Texte choisi:
>>>>>

Quelques objets critiques.

15Les lectures proposées par fragments dans ces essais reposent sur une même vision anthologiste de la littérature, et une même attention à toujours rabattre la virtuosité interprétative sur la réalité de la lecture courante.

16Auden isole quelques figures générales qui apparaissent comme autant de structures thématiques ou de mythes intérieurs véhiculés, creusés, retravaillés par la littérature. Ces figures fournissent l'occasion de belles lectures thématiques transversales. Dans " Hic et ille ", Narcisse permet d'interroger le rapport à la mémoire, la topique de la confession ou de la contemplation ; Auden y abandonne progressivement l'analyse critique pour se loger dans la position et les formes discursives d'un véritable moraliste. Dans " Balaam et son ânesse ", la relation réversible entre Maître et Serviteur se décline dans le rapport amoureux, la folie, la relation à soi, le lien de l'esprit à la nature, et permet une traversée de lectures attentives, de Shakespeare à Jules Verne. A travers ces deux figures, c'est toujours la consistance de la parole individuelle, l'entrée en dialogue et la communauté du langage qui organisent la réflexion.

<<<<<

Extrait de données:
>>>>>

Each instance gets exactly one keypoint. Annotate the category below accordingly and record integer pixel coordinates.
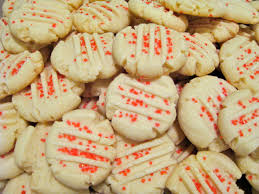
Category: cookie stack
(129, 97)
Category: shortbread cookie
(141, 109)
(8, 167)
(20, 184)
(18, 71)
(216, 30)
(48, 97)
(102, 16)
(87, 57)
(240, 11)
(33, 160)
(40, 21)
(142, 167)
(256, 30)
(198, 109)
(206, 172)
(238, 122)
(11, 125)
(240, 62)
(202, 56)
(149, 50)
(250, 166)
(154, 12)
(204, 8)
(80, 149)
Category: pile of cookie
(136, 97)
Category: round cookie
(141, 110)
(48, 97)
(250, 166)
(8, 7)
(18, 71)
(202, 57)
(216, 30)
(206, 172)
(154, 12)
(20, 184)
(240, 11)
(12, 44)
(85, 57)
(239, 59)
(198, 108)
(204, 8)
(80, 149)
(102, 16)
(238, 122)
(142, 167)
(149, 50)
(11, 125)
(33, 160)
(8, 167)
(40, 21)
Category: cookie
(141, 109)
(198, 108)
(142, 167)
(202, 56)
(102, 16)
(154, 12)
(20, 184)
(48, 97)
(238, 122)
(239, 59)
(240, 11)
(11, 124)
(149, 50)
(80, 149)
(250, 167)
(8, 167)
(40, 21)
(88, 57)
(8, 7)
(204, 8)
(206, 172)
(12, 44)
(215, 29)
(33, 160)
(18, 71)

<<<<<

Consigne: Reproduisez fidèlement le passage du texte sur les essais d'Auden qui s'ouvre sur les mots contenant « 15Les lectures proposées » et se clôt sur « la lecture courante. ».

Corrigé:
15Les lectures proposées par fragments dans ces essais reposent sur une même vision anthologiste de la littérature, et une même attention à toujours rabattre la virtuosité interprétative sur la réalité de la lecture courante.